>> begin EXTRACT

- Born: 1960 (age 65–66)
- Education: Harrow School, University of London, St John's College, Cambridge, Royal Military Academy Sandhurst.
- Occupations: Soldier, intelligence consultant

= Crispin Black =

British intelligence consultant and commentator

Lieutenant-Colonel Crispin Nicholas Black (born 1960) is a British intelligence consultant and commentator on terrorism and intelligence, after a previous career as a British Army officer. He is a veteran of the Falklands War and is retained by the BBC as an expert on terrorism. He was previously an Associate Fellow at Chatham House.

==Education==
Black was educated at Harrow School, the University of London and at St John's College, Cambridge, followed by the Royal Military Academy Sandhurst.

==Military career==
On 11 April 1981, Black was commissioned into the Welsh Guards as a second lieutenant. He commanded a platoon in the Falklands War of 1982, surviving the bombing of RFA Sir Galahad, and was promoted lieutenant on 25 January 1984, captain on 11 October 1987, and major on 30 September 1991. He had three tours of Northern Ireland, where one of his roles was as an intelligence officer in Republican West Belfast, and he also served with the British Army of the Rhine and the United Nations Peacekeeping Force in Cyprus. After attending the Staff College, Black specialised in intelligence. In the 1997 New Year Honours, he was appointed Member of the Order of the British Empire for his Defence Intelligence Staff work in connection with the break-up of Yugoslavia.

>> end EXTRACT
>> begin INFORMATION SHOWN

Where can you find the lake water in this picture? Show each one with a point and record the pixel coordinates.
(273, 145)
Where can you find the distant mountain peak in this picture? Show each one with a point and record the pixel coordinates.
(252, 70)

>> end INFORMATION SHOWN

- TASK LIST:
A: Answer from the Crispin Black biography:
(i) Into which regiment was Black commissioned, and on what date?
(ii) Which institution did he attend after St John's College, Cambridge?
(iii) Which organization retains him as an expert on terrorism?
B: Write the next passage of the Crispin Black biography, starting after its final sentence.

- ANSWER LIST:
A:
(i) The Welsh Guards, on 11 April 1981.
(ii) The Royal Military Academy Sandhurst.
(iii) The BBC.

B:
Black was promoted lieutenant colonel on 30 June 2000. He was on intelligence duty on the night of 11–12 September 2001, and retired the service on 1 July 2002, his last posting being a secondment to the Cabinet Office as an intelligence adviser to the Prime Minister, the Joint Intelligence Committee and COBR (Cabinet Office Briefing Room).

In the early 1990s, he and his Welsh Guards were the subject of a BBC television documentary by Molly Dineen called In the Company of Men. In the course of that, Black said that if John Birt (then Director-General of the BBC) had been a member of his regiment, he would have had him sacked, and one commentator described him as the "suavely telegenic star" of the documentary.

==Author and journalist==
Black is a frequent contributor to major British newspapers on terrorism and intelligence matters, including The Daily Telegraph, The Guardian, and The Independent.

In July 2004, Black wrote of the 2003 invasion of Iraq that George W. Bush and Tony Blair had "cooked the intelligence books on both sides of the Atlantic". He has been critical of all three major British political parties on Afghanistan, writing in 2010 "The Iraq War was a two-party stitch-up between the Labour government and an eager Conservative opposition. This time round on Afghanistan it's a three-party stitch-up." He has also suggested that the outcome in Afghanistan remains a gamble and questioned whether politicians with no military experience should be left to take such decisions.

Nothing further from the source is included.